--- Start of Passage given ---

TCP provides a connection-oriented, reliable byte stream service.

Terminology

  • ARQ (Automatic Repeat Request)
  • ACK (Acknowledgment)
  • RTT (Round-trip-time estimation)

Encapsulation

tcp_ip_wrap

The TCP header immediately follows the IP header or IPv6 extension header, usually 20 bytes long (without TCP options). With options, the TCP header can be up to 60 bytes. Common options include Maximum Segment Size, Timestamp, Window Scaling, and Selective ACK.

Header

tcp_head

  • Source Port Combined with the source address in the IP header to form an endpoint, uniquely identifying the sender.

  • Destination Port Combined with the destination address in the IP header to form an endpoint, uniquely identifying the receiver.

  • Sequence Number Identifies a byte in the data stream from the TCP sender to the TCP receiver; this byte represents the first byte of data in the segment containing this sequence number.

  • Acknowledgment Number The next sequence number the sender expects to receive.

  • Header Length Defines the length of the header in 32-bit words; the TCP header is limited to 60 bytes, and the size without options is 20 bytes.

  • Reserved

  • CWR Congestion Window Reduced, used by the sender to reduce its sending rate.

  • ECE ECN Echo, indicates the sender has received an earlier congestion notification.

  • URG Urgent, makes the Urgent Pointer field valid, rarely used.

--- End of Passage given ---
--- Start of Material shown ---

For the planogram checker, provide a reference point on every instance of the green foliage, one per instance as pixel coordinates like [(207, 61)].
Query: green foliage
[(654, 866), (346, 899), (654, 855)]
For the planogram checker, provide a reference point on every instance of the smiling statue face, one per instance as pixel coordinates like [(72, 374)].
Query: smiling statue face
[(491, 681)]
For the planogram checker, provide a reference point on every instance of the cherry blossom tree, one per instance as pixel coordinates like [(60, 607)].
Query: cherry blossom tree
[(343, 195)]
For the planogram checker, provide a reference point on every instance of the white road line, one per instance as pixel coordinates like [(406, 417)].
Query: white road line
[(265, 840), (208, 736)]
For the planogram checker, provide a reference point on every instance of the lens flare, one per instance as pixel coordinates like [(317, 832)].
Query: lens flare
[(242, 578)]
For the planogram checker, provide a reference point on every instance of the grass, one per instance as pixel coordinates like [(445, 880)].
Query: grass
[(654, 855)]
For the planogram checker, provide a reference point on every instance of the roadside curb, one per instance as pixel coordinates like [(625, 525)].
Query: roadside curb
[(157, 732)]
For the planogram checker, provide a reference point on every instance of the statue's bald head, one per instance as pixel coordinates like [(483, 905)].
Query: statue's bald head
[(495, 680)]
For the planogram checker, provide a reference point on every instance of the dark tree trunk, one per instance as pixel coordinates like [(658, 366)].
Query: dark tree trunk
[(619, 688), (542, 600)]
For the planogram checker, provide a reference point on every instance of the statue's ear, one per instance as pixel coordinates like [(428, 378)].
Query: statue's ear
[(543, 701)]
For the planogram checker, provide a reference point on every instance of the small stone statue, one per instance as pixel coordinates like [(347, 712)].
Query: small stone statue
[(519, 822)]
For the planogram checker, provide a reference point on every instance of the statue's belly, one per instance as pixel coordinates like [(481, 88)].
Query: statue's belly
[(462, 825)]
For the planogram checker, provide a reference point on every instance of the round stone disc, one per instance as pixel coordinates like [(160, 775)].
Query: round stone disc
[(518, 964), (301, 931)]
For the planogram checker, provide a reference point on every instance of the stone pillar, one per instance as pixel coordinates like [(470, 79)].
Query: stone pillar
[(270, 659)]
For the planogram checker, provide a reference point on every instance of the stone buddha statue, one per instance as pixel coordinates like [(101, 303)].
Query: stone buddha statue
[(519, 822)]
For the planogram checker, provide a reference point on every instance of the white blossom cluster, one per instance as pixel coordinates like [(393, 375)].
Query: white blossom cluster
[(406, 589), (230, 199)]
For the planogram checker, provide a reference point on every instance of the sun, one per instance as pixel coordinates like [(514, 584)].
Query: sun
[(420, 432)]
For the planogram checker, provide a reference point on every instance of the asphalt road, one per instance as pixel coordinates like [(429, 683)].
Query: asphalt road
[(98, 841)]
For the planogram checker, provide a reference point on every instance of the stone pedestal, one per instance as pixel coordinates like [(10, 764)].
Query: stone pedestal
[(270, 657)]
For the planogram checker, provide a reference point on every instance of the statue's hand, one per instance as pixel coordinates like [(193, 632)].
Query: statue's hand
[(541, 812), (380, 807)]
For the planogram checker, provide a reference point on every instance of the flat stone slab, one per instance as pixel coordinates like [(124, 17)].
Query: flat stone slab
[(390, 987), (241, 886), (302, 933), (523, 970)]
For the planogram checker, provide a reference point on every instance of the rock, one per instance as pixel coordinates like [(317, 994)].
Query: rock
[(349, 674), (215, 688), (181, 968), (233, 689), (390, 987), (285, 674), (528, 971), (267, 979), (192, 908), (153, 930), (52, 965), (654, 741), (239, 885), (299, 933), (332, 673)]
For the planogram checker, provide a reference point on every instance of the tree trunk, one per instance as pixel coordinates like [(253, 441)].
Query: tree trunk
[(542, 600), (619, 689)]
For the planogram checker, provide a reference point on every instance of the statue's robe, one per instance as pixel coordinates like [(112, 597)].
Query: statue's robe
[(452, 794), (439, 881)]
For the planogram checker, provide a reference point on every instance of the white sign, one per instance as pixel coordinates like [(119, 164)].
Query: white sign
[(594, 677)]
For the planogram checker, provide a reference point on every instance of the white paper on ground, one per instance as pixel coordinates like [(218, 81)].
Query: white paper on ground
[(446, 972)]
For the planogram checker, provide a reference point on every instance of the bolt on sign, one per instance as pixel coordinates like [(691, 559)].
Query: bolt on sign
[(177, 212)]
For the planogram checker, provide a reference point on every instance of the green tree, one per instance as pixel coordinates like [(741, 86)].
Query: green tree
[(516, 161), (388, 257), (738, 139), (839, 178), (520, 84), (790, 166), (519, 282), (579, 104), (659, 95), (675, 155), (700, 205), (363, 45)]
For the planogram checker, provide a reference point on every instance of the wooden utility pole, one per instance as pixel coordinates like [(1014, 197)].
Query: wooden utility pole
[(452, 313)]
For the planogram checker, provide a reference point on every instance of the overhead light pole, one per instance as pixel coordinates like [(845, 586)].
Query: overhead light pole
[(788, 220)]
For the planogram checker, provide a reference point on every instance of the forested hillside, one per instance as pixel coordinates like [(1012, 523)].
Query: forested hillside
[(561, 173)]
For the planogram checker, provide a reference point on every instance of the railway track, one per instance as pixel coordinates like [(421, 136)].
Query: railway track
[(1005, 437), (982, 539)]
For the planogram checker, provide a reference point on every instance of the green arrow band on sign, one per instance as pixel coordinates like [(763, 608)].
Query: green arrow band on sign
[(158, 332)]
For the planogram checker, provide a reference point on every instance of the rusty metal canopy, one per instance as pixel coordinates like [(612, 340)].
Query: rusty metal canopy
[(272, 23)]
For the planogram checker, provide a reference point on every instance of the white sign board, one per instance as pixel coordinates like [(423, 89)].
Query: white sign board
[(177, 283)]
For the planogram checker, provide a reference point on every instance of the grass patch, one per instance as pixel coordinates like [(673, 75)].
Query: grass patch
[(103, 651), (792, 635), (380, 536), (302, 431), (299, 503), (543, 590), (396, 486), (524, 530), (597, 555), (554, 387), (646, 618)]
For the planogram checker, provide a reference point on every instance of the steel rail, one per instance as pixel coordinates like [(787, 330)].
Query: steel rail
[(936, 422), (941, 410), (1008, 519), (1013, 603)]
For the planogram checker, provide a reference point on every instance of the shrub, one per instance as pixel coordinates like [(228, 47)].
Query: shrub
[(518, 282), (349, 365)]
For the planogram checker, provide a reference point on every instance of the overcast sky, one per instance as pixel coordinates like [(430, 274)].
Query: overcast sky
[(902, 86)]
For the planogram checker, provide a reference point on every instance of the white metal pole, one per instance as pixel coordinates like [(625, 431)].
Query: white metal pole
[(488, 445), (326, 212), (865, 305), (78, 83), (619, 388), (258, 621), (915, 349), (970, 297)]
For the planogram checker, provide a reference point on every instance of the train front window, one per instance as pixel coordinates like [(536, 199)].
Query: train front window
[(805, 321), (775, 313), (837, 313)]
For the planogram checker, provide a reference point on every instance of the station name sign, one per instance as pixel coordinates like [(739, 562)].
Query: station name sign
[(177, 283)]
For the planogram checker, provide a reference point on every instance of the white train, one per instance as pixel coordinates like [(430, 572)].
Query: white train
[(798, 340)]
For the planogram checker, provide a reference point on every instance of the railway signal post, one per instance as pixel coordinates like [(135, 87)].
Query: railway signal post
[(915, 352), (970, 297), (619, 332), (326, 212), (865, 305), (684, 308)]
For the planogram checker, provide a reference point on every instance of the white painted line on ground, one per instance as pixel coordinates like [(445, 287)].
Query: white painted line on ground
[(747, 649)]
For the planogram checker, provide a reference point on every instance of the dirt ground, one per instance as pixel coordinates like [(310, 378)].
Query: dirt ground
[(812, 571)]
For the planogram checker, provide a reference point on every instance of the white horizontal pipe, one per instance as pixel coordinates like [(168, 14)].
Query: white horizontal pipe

--- End of Material shown ---

Tasks and exercises –
[a] According to the TCP overview, what is the maximum length of the TCP header when options are included?
[b] Print the part of the records that opens with the line containing "like [(445, 287)]." and closes with the line containing "[(812, 571)]", including both of those lines.
The TCP text and the records are unrelated material.

The answers –
[a] The TCP header can be up to 60 bytes with options.

[b]
For the planogram checker, provide a reference point on every instance of the white painted line on ground, one per instance as pixel coordinates like [(445, 287)].
Query: white painted line on ground
[(747, 649)]
For the planogram checker, provide a reference point on every instance of the dirt ground, one per instance as pixel coordinates like [(310, 378)].
Query: dirt ground
[(812, 571)]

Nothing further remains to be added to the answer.